(Contour annotation entries)
— BEGIN —

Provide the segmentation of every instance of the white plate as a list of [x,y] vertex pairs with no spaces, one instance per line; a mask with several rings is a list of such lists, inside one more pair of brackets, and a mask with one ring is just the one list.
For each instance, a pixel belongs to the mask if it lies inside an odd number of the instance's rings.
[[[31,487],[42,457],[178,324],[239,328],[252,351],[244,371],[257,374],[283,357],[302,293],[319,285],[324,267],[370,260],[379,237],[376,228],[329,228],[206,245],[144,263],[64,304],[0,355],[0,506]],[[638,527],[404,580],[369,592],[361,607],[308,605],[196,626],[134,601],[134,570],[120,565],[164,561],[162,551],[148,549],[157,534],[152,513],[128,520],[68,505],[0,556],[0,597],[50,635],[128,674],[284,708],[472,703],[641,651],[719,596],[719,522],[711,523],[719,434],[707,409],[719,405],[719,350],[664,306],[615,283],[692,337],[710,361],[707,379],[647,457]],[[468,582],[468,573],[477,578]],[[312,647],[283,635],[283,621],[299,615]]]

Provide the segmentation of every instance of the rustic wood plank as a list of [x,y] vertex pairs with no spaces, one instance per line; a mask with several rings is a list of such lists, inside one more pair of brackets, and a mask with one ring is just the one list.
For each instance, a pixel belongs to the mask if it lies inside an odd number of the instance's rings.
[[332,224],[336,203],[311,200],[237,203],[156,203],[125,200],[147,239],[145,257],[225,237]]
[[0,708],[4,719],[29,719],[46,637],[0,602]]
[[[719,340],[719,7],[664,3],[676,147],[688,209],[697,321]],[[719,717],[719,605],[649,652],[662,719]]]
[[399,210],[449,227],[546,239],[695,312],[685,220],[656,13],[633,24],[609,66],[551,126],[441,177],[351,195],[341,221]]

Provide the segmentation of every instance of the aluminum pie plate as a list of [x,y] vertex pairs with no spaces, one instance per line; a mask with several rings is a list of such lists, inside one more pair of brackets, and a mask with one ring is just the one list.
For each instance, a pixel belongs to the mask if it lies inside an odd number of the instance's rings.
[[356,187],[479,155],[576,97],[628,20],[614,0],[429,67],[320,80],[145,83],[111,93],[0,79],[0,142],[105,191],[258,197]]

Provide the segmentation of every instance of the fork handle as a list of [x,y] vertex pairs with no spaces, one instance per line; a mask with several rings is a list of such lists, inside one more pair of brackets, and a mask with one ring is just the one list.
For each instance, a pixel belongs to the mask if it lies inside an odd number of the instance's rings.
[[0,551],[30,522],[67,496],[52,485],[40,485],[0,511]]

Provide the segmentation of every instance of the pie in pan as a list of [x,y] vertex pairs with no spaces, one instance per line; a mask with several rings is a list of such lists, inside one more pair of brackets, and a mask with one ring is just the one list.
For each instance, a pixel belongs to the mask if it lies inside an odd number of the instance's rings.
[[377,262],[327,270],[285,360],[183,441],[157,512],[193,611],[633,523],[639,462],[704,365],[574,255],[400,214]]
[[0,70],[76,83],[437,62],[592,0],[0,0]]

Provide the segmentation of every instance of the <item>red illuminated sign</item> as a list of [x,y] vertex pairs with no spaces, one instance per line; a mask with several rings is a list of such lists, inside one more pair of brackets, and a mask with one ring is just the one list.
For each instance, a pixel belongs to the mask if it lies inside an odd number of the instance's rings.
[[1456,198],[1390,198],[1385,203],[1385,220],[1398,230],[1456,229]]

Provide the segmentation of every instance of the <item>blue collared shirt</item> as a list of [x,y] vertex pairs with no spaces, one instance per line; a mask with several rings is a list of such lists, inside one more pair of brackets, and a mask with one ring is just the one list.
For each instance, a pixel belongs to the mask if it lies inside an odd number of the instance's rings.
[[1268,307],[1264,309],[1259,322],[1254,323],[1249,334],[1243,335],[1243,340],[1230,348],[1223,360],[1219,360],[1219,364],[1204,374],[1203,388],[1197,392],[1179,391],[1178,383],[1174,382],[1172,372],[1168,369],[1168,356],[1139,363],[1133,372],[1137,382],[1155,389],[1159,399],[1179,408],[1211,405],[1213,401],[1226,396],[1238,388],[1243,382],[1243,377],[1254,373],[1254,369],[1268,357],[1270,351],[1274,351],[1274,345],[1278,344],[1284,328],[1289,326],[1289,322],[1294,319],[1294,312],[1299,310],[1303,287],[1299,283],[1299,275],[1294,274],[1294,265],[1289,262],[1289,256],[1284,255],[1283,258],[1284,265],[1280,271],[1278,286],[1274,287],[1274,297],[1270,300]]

— END —

-- GIVEN EXERCISE --
Pick out each line of the entries above that has the word "wood" in it.

-- SOLUTION FOR THIS PROBLEM --
Provide the segmentation of every instance of the rustic wood plank as a list of [x,y] vertex pairs with no spaces, one instance per line; a mask with several rings is a list of such lists, inside one more pair of brackets, and a mask with one ring is just the one list.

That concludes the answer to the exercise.